### READING PASSAGE
##############################
6 March 2013

Panna Cotta with Italian Amarena Cherries


Panna Cotta with Italian Amarena Cherries

Italian panna cotta (cooked cream) is just the type of recipe home cooks look for. It's versatile, simple and, of course, delicious. Although I have had it on my culinary bucket list for many years I have never attempted to make it in my own kitchen. Perhaps this was because I have had one too many rubbery, unsuccessful concoctions placed before me. I was hoping I would learn its secrets and master its preparation during my cooking classes in Italy but recipes like Panna Cotta and polenta remained elusive. With no room for failure I finally decided to give it a try in my home kitchen. I learned it was the easiest possible recipe for an impressive dessert.

As I mentioned, Panna Cotta is all about the texture. It should be lightly wobbly not rigid, not what I call "rubber mallet Panna Cotta." It gets that way if you make it too far ahead and if it is too long in the fridge. You can make it up to a day ahead, and if you do, place plastic wrap close to the surface once it has set well, to prevent a leathery skin forming on what will be the base. Also make sure to remove it from the fridge 10 to 20 minutes before serving if it has been in the fridge over night.
##############################
Raw rows:

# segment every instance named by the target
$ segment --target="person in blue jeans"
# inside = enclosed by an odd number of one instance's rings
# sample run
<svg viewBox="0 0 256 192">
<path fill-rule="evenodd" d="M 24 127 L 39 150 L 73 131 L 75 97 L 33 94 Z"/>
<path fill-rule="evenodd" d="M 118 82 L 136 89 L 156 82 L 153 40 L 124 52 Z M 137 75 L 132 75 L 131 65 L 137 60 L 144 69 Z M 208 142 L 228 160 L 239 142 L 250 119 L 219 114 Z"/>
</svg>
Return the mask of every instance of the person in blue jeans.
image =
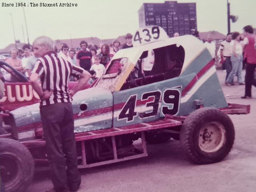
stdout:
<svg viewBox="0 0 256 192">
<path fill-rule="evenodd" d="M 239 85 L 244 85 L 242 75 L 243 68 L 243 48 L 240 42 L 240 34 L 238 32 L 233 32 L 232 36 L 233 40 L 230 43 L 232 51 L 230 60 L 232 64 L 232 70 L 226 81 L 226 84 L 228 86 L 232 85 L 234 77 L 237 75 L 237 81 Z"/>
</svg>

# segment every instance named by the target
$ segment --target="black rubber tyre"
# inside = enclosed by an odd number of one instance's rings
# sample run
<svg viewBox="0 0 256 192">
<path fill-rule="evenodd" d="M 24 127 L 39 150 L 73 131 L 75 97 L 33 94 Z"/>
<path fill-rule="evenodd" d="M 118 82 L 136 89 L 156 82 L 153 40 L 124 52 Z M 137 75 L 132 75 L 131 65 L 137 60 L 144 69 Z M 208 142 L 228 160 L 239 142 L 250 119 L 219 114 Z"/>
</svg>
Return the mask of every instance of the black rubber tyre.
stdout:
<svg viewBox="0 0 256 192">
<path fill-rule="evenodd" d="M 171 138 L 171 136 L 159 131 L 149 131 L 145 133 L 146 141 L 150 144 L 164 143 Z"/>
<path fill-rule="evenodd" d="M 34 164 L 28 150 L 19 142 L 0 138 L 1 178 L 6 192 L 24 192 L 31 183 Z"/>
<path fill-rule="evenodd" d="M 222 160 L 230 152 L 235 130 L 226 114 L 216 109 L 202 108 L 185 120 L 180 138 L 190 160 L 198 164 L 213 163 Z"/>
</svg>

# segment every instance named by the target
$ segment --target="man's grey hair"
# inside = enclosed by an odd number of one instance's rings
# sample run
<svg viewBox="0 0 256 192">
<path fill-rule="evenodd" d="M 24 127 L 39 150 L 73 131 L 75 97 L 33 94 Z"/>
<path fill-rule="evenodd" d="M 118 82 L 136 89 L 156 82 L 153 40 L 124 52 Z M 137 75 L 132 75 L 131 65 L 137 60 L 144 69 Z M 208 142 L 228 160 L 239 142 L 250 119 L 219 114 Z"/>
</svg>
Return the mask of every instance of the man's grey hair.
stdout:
##############################
### DIRECTIVES
1. In the panna cotta piece, how long before serving should panna cotta that has been in the fridge overnight be taken out?
2. Carry on the panna cotta piece from its final sentence.

### THE ANSWERS
1. 10 to 20 minutes before serving.

2.
_______________________________________________________

“Of course I made many boo-boos.
At first this broke my heart,
but then I came to understand that learning how to fix one’s mistakes,
or live with them,
was an important part of becoming a cook.”

~ Julia Child, My Life in France
________________________________________________________

Even so Panna Cotta is one of those great desserts that you can make ahead of time. It's quick and easy and can be served in any pretty glass. When I made this recipe, I had some mixture left over, which I poured into small ramekins. You can also pour the Panna Cotta into coffee cups or espresso cups for a really fun presentation. Straight from Northern Italy, Panna Cotta will satisfy your midnight craving for sweets. If your stomach is really rumbling, just eat the Panna Cotta with a spoon straight from the pan!

I served these tender offerings with Italian Amarena cherries. These luscious and intensely flavourful cherries from the province of Emilia-Romagna are one of the most sought after all over Europe. The Fabbri family has been producing these luxurious wild cherries in syrup since 1905 from the guarded original recipe of founder Gennaro Fabbri. The local wild cherries which are a dark red variety with a sweet and slightly bitter flavour are preserved in a rich syrup made from the juice of the same fruit.

This delicate, silky cream is as easy to make as a piece of toast. This particular recipe was based on one from Carmelita at cookitaly.com. Give it a try, don't let it sit too long, and serve it with sliced fruit, berries or with some caramel or chocolate sauce...or better yet with a jar of Amarena cherries from Italy.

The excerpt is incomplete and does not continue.